**What is asked**
Copy all of the lines below word for word, leaving out the pictures.

**Stored records**

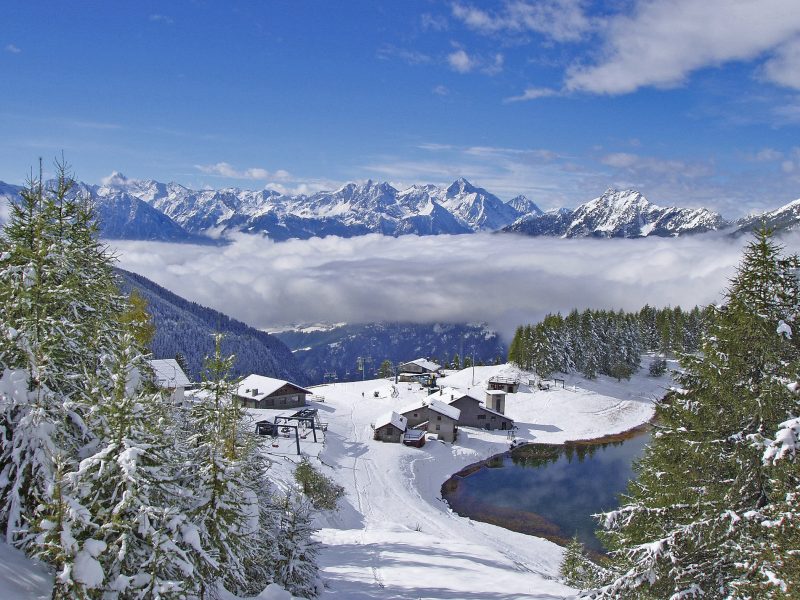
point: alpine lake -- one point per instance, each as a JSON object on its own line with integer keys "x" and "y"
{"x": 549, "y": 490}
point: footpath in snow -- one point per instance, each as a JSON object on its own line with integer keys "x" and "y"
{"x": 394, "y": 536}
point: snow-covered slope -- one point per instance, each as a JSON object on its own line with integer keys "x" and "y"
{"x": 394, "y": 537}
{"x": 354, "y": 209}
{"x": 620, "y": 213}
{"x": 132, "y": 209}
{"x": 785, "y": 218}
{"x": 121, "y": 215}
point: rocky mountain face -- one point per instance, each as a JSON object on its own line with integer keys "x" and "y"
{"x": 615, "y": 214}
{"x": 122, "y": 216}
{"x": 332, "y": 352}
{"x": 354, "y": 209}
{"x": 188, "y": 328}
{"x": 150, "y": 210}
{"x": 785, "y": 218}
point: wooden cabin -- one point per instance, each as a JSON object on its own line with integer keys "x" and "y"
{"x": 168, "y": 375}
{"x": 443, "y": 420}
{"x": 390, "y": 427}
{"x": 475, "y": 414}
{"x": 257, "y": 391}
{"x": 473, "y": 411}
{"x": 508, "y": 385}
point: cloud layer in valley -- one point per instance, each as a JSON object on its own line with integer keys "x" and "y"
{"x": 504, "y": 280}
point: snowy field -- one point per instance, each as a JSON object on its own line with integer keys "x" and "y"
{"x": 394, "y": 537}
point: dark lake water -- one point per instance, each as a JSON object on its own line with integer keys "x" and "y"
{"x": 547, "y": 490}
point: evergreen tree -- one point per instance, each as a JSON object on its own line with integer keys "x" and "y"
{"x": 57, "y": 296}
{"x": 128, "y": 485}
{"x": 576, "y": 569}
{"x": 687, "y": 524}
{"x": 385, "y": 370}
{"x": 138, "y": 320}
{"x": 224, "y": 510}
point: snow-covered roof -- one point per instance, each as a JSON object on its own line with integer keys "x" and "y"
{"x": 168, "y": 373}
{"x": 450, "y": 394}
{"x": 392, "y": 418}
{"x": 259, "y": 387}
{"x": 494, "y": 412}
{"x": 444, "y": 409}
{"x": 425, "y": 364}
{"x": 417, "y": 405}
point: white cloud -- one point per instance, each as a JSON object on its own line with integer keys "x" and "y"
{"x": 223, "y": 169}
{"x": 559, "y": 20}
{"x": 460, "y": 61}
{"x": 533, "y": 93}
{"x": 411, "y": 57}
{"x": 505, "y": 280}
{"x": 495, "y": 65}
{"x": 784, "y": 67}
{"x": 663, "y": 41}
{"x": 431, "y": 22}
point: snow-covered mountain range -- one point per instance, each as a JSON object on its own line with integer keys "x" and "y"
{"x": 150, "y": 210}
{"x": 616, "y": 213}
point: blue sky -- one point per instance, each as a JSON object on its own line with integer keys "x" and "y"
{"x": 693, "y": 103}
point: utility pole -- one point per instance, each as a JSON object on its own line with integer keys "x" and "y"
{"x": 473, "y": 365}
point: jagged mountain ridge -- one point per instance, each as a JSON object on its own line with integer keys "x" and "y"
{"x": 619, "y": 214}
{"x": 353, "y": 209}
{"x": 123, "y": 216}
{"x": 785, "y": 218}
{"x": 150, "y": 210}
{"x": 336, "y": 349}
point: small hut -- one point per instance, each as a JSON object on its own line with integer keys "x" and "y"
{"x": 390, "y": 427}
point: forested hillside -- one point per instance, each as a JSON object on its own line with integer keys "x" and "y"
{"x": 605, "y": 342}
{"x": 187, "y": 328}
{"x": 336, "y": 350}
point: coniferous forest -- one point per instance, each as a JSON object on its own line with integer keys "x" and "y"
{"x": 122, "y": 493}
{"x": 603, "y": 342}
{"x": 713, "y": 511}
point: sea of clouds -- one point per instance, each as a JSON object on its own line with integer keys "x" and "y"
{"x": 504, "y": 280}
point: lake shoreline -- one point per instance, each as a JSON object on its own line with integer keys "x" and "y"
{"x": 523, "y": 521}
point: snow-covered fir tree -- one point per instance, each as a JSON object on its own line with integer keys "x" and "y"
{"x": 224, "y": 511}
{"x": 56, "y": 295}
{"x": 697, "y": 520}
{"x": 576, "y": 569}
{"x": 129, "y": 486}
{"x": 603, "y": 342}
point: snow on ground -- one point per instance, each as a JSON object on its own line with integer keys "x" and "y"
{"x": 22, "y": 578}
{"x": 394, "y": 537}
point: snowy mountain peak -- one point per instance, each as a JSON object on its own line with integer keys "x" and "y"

**Exercise response**
point: alpine lake -- one point per instance, each as a JSON object on its own line with integer keys "x" and "y"
{"x": 549, "y": 490}
point: footpath in snow -- one point per instance, each as a JSON object on its own line with integer keys "x" and "y"
{"x": 394, "y": 536}
point: snow-covered slope -- one point per instance, each as a JSON object on its own line with integer keys "x" and "y"
{"x": 394, "y": 537}
{"x": 354, "y": 209}
{"x": 620, "y": 213}
{"x": 132, "y": 209}
{"x": 785, "y": 218}
{"x": 121, "y": 215}
point: rocky mountain face -- one point per instance, each as a JSON object on its own line with integer keys "x" and "y"
{"x": 615, "y": 214}
{"x": 122, "y": 216}
{"x": 332, "y": 352}
{"x": 354, "y": 209}
{"x": 188, "y": 328}
{"x": 150, "y": 210}
{"x": 785, "y": 218}
point: wooden cabin -- one point per instance, each as a JSON object on its own line with integer keys "x" and "y"
{"x": 168, "y": 375}
{"x": 443, "y": 420}
{"x": 390, "y": 427}
{"x": 475, "y": 414}
{"x": 257, "y": 391}
{"x": 473, "y": 411}
{"x": 508, "y": 385}
point: cloud layer in valley -- one point per instance, each as a JSON object on its own line with integer keys "x" and "y"
{"x": 504, "y": 280}
point: snowy field -- one point per instance, each as a JSON object on its own line with integer keys "x" and "y"
{"x": 394, "y": 537}
point: dark lake water -- one point per instance, each as a JSON object on its own line with integer keys "x" and "y"
{"x": 547, "y": 490}
point: evergreen tree -- one point per instance, each as a JSON object on its own line with integer keys "x" and "y"
{"x": 57, "y": 296}
{"x": 128, "y": 485}
{"x": 576, "y": 569}
{"x": 687, "y": 524}
{"x": 385, "y": 370}
{"x": 138, "y": 320}
{"x": 224, "y": 510}
point: snow-covered roof -- one point per instance, each as a JSON object on its own line with integer keys "x" and "y"
{"x": 168, "y": 373}
{"x": 450, "y": 394}
{"x": 392, "y": 418}
{"x": 259, "y": 387}
{"x": 494, "y": 412}
{"x": 444, "y": 409}
{"x": 425, "y": 364}
{"x": 417, "y": 405}
point: white cloud -- one point per instance, each as a JSON object on its own line with integer keys "x" and "y"
{"x": 223, "y": 169}
{"x": 559, "y": 20}
{"x": 460, "y": 61}
{"x": 533, "y": 93}
{"x": 411, "y": 57}
{"x": 505, "y": 280}
{"x": 495, "y": 65}
{"x": 784, "y": 67}
{"x": 663, "y": 41}
{"x": 431, "y": 22}
point: snow-covered mountain range -- one point per instance, each as a JSON object on its own line with integer keys "x" and "y"
{"x": 150, "y": 210}
{"x": 616, "y": 213}
point: blue sky -- one point per instance, each as a JSON object on its own line with integer keys "x" and "y"
{"x": 693, "y": 103}
point: utility pole -- one point per instance, each as a JSON object on its own line with integer keys "x" and "y"
{"x": 473, "y": 365}
point: jagged mountain ridge -- one point per instance, each as a JSON object on its own line with integer keys "x" and "y"
{"x": 619, "y": 214}
{"x": 353, "y": 209}
{"x": 123, "y": 216}
{"x": 785, "y": 218}
{"x": 150, "y": 210}
{"x": 336, "y": 349}
point: small hut -- one point per instance, each as a JSON object on its own line with integer keys "x" and "y"
{"x": 390, "y": 427}
point: forested hillside -- one point per instance, each as a JSON object on its own line with integer keys "x" and "y"
{"x": 605, "y": 342}
{"x": 187, "y": 328}
{"x": 336, "y": 350}
point: coniferous forest -- one point per instance, each as a JSON object on its own line with integer keys "x" and "y"
{"x": 122, "y": 493}
{"x": 603, "y": 342}
{"x": 713, "y": 511}
point: sea of clouds -- one point per instance, each as a JSON object on its own line with integer keys "x" and "y"
{"x": 504, "y": 280}
point: lake shoreline -- one point per instance, each as a JSON object on its own line with integer keys "x" and "y"
{"x": 523, "y": 521}
point: snow-covered fir tree -- one point per instance, each as a JSON object on its own line with integer keys "x" and "y"
{"x": 224, "y": 511}
{"x": 56, "y": 295}
{"x": 697, "y": 520}
{"x": 576, "y": 569}
{"x": 129, "y": 486}
{"x": 603, "y": 342}
point: snow on ground -- one point per instance, each as a JSON object on its own line with integer keys "x" and "y"
{"x": 22, "y": 578}
{"x": 394, "y": 537}
point: snowy mountain peak -- one point per instance, each as a JSON object on its own line with integer keys "x" and "y"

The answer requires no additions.